Reproduce exactly the lines from the line containing "man in black" through the end of the records below, including both ends, and nothing else.

(Named object pointing entries)
---*---
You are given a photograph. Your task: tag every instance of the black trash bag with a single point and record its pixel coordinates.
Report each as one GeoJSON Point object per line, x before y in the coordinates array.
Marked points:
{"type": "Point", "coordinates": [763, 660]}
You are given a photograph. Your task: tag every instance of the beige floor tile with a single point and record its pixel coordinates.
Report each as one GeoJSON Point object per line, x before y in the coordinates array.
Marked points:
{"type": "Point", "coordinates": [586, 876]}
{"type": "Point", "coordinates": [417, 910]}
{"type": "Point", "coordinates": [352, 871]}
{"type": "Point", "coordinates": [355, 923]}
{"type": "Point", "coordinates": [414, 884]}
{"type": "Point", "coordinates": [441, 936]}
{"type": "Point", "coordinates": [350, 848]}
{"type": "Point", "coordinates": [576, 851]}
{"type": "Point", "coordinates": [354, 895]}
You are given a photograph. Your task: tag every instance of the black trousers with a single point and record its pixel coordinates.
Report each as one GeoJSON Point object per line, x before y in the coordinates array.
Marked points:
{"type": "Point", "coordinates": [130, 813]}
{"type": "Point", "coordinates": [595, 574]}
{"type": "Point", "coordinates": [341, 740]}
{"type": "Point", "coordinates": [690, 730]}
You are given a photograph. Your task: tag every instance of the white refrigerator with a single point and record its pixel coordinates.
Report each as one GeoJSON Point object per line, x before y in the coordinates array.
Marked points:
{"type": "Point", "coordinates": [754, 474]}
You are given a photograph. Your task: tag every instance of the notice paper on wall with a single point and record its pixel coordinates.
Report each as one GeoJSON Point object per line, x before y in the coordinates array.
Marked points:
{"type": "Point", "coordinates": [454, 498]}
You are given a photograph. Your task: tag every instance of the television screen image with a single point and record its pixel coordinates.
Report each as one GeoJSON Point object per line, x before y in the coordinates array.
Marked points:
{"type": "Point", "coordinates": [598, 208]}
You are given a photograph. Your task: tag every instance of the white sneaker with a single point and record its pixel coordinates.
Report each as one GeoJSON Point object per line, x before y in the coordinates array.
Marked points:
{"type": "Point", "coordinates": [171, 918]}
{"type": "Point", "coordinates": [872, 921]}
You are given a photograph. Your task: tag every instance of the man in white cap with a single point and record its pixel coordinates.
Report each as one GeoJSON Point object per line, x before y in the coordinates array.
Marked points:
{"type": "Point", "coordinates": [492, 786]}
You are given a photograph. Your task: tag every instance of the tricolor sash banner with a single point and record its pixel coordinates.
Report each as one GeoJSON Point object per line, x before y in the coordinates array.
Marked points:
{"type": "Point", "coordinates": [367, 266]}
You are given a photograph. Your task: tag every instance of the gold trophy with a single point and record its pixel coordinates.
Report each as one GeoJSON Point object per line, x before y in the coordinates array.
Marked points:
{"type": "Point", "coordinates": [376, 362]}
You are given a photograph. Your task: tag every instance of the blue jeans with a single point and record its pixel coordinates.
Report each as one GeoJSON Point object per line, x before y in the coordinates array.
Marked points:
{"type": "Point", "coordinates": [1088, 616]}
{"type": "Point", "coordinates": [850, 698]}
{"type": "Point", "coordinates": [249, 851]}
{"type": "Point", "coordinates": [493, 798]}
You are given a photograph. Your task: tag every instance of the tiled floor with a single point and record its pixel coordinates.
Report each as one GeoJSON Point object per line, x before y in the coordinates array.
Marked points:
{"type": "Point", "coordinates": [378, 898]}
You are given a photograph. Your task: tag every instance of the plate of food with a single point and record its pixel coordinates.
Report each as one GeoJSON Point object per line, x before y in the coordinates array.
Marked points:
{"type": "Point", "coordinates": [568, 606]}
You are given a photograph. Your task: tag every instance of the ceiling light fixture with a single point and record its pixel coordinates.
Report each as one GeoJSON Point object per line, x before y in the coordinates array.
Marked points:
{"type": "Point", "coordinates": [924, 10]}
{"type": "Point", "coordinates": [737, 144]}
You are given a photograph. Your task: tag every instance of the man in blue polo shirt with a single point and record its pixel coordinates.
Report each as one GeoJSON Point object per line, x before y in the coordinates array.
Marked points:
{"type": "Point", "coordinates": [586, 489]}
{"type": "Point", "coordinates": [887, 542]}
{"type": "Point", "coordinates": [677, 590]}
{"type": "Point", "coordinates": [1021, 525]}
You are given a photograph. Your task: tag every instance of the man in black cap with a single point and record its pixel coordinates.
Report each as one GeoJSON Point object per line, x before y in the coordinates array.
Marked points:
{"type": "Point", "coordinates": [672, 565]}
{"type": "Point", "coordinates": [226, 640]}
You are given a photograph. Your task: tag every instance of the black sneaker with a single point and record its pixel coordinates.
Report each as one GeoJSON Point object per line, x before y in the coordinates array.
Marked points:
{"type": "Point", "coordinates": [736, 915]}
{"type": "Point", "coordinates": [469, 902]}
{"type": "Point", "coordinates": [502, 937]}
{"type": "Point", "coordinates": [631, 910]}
---*---
**Completed exercise:**
You are given a photograph. Your task: tag every instance of the man in black cap with a single point and record its pixel coordinates.
Report each as one GeoJSON Point object per line, x before y in the coordinates array.
Marked points:
{"type": "Point", "coordinates": [672, 565]}
{"type": "Point", "coordinates": [226, 640]}
You are given a photograph. Your task: tag every instance of the black sneaker with a single point and record its pixel coordinates.
Report each as one GeoJSON Point object per line, x before y in the coordinates array.
Marked points:
{"type": "Point", "coordinates": [736, 915]}
{"type": "Point", "coordinates": [469, 902]}
{"type": "Point", "coordinates": [502, 937]}
{"type": "Point", "coordinates": [631, 910]}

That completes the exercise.